Pick up the review of the Cell Mates revival at Hampstead Theatre and keep writing it onward from its last sentence.

## Text
● ● ●

Cell Mates @ Hampstead Theatre

The Play That Caused Stephen Fry to Flee England

PAUL DETTMANN
5 min readJan 12, 2018

It was the play that went wrong, before The Play That Went Wrong. Even in 1995, Stephen Fry was a huge star, riding the crest of a career wave that saw him popping up in all kinds of roles, in all kinds of places. His appearance as the Russian mole, George Blake, in Simon Gray’s Cell Mates, was the final straw. He wrote a note to Simon Gray expressing his despair at his poor acting abilities (amazingly to everyone else) and fled London for France. Old friend Hugh Laurie attempted to make contact, and John le Carré wrote Fry a letter commiserating about the unintended consequences of fame and fortune. The play has not been seen again since. Until now.

Last night we were treated to a strong, experienced cast led by Geoffrey Streatfeild as George Blake. Blake is famous for all the wrong reasons: never one of the official Cambridge spy ring that included Kim Philby and Anthony Blunt, he was the only one sent to prison. People say his Dutch heritage and unclear background allowed the authorities to punish Blake for all the crimes of the others. He received Britain’s longest ever prison sentence of 42 years, although the play and its accompanying programme confuse the exact length of his stay. His most notorious achievement on behalf of the KGB was to expose the plans for a so-called ‘audio’ tunnel into East Berlin. Yes, the Allies did build a tunnel to monitor electronic communications between the Russians, but the KGB knew about the tunnel before the first shovel hit the ground. Everything the Allies learned in the tunnel was misinformation, for which they had Blake to thank.

What Blake came to realise is that he would be in Wormwood Scrubs for at least 20 years, and that was if he kept out of trouble and behaved well throughout. By now of course, whatever the outcome, he would have been able to live as a free man in the UK, seeing his former British wife and children whenever they would let him. Instead, he remains to this day in Russia, having never returned to Britain. Blake had been a prisoner of war for 3 years in Korea, an episode that radicalised him and set him on his path towards Marxist socialism. He could not face 20 years of that.

Blake therefore enlisted the help of an intelligent Irishman, Sean Bourke, who had literary aspirations and, crucially, was due to be released soon. With Bourke on the outside, and some help from his Irish friends, Blake decided this was the man to spring him from The Scrubs. In an unintended consequence of his ludicrously long 42-year sentence, Blake won sympathy among the other inmates. They felt, as Blake did, that he had been unfairly treated.

George Blake’s memoirs, a heavily one-sided and turgid account of his life, written with KGB approval in Moscow, incensed the play’s author, the late Simon Gray. The play therefore relies more heavily on Sean Bourke’s account of his adventures with Blake from their meeting in the Scrubs to their incredible escape to Russia.

Last night’s performance really captured the tension and turbulent relationship between Blake and Bourke. Why did Bourke risk so much to help a man proven to be a traitor? He was already free when he sprung Blake over the wall with a makeshift ladder and spirited him away from the London police into the hands of the KGB in Moscow. The answer might lie in his book. Both men were writing competing and, it turned out, contradictory accounts of their relationship. There are rumours that Blake has recently recorded video interviews, in his native Dutch, for release after his death. Perhaps this final time, he will come clean. Few seem to expect that.

● ● ●

## Material shown
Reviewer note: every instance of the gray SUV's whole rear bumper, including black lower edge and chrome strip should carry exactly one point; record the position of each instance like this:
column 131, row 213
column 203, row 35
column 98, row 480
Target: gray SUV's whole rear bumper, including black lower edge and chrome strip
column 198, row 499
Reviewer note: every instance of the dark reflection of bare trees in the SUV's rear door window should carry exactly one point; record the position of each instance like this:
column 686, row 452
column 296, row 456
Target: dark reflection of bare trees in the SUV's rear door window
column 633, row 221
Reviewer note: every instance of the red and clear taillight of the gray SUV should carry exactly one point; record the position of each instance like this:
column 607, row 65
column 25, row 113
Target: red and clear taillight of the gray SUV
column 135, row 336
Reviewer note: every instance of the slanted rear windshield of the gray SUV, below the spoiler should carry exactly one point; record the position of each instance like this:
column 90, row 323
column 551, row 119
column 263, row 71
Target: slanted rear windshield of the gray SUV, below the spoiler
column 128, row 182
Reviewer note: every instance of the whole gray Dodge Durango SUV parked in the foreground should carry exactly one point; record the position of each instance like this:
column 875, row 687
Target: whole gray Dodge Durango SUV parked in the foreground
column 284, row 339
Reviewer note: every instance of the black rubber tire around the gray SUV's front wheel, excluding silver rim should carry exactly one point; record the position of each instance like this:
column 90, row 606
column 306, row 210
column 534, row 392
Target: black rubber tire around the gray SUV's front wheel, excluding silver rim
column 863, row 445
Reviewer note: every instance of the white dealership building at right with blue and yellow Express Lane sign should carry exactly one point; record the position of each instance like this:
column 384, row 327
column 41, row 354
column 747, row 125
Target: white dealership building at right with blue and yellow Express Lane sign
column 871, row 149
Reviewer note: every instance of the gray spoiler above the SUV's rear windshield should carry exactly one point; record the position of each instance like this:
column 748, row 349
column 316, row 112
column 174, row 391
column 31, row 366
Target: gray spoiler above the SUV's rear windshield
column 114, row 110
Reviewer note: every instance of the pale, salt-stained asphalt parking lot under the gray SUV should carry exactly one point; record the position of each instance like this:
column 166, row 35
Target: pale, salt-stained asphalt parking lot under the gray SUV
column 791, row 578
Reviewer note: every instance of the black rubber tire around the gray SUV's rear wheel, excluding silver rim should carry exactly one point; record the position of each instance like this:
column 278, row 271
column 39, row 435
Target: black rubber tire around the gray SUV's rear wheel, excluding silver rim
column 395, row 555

● ● ●

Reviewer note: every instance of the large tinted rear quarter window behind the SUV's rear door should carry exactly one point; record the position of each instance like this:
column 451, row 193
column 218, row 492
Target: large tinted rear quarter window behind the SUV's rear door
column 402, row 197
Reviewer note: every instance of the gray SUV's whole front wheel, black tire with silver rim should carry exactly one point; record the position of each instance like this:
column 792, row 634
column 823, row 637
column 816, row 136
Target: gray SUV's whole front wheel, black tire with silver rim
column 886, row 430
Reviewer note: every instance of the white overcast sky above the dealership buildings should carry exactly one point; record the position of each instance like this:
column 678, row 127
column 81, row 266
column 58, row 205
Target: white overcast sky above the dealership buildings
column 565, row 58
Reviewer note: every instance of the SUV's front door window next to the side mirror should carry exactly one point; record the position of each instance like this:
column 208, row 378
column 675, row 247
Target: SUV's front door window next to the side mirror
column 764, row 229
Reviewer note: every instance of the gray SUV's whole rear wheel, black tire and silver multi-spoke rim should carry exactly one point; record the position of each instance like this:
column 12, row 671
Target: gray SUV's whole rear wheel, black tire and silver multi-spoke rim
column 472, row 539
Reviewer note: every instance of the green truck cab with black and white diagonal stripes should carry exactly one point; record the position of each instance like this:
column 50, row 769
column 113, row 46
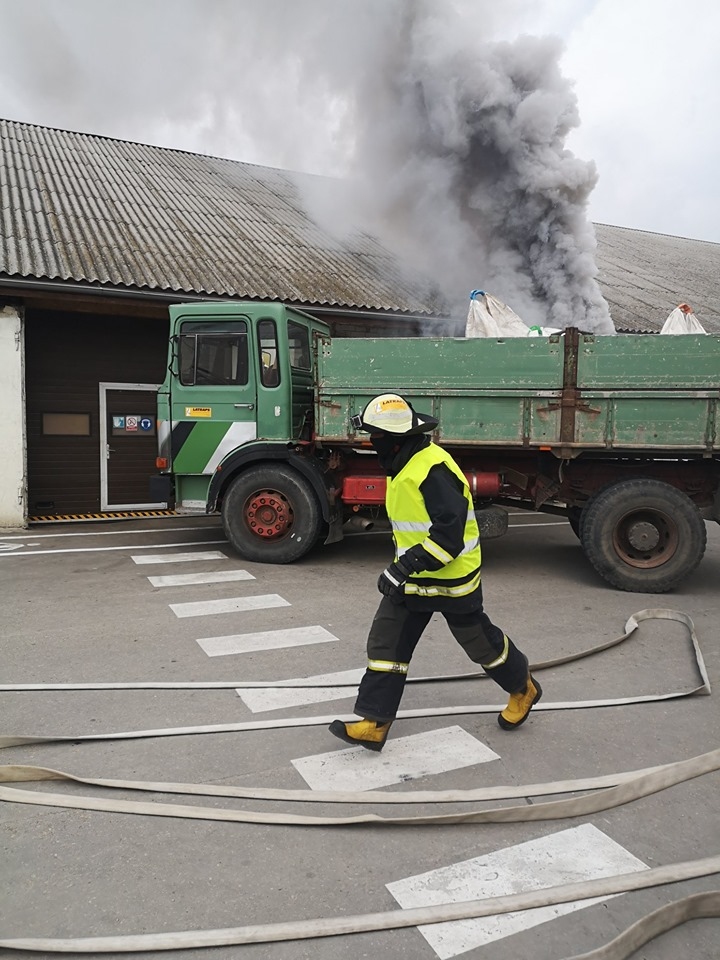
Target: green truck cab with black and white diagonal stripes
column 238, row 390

● ● ●

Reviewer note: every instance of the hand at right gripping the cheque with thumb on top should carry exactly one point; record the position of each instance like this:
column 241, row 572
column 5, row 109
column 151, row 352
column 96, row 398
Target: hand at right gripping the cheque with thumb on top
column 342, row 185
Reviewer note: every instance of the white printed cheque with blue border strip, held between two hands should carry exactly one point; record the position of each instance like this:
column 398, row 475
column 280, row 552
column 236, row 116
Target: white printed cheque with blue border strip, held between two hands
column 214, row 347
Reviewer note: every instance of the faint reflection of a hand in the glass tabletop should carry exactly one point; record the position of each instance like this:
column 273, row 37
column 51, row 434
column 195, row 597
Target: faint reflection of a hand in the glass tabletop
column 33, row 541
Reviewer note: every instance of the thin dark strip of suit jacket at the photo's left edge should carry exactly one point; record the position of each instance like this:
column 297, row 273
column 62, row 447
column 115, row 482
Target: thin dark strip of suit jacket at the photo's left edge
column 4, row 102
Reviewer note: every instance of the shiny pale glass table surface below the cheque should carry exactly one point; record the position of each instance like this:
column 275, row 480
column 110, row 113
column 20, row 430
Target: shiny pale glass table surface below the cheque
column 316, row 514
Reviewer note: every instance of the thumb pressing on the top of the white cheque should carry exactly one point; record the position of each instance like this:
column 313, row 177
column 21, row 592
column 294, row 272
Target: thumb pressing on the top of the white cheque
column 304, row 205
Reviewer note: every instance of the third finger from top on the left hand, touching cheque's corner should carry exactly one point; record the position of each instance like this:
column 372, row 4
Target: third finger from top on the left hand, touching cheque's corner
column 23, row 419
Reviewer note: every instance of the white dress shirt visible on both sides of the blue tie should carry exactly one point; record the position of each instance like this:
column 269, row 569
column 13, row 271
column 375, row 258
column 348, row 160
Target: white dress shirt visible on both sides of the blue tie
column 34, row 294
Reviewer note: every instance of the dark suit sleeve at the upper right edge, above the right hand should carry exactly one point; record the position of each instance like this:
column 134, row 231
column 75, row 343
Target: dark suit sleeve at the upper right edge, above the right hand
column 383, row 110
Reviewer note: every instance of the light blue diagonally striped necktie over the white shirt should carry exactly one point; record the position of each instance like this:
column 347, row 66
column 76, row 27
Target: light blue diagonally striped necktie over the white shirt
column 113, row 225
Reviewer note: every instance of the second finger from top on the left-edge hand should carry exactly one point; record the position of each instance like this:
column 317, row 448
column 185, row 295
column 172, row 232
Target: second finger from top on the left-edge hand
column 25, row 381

● ● ●

## Your response
The Q&A with producer Greg Ripley-Duggan, Streatfeild and Philip Bird who plays both a KGB officer and a London landlord, was fascinating. Aimed at those very deeply interested in the Blake story, and also in the process of theatre, we learned that the latest dilemma to face the team is the absence of a Cyrillic font in the system they use to sur-title plays. Their performance next week needs to decide how to represent the words spoken in Russian. As most of the London audience don’t know Russian, they found themselves in Bourke’s shoes as Blake and his KGB handlers, and the excellent housekeeper played by Cara Horgan, rattled away in convincing Russian. So, what to put in the captions? An English translation would change the dynamic. It is an obstacle that nobody in the audience would have considered.

The producers and cast were coy about the involvement of Blake and his family this time around. There were hints, and some confidences which your correspondent is not prepared to break, as this was not a press Q&A but a private one for patrons of the theatre. Suffice to say that they are, at the very least, aware of this new production.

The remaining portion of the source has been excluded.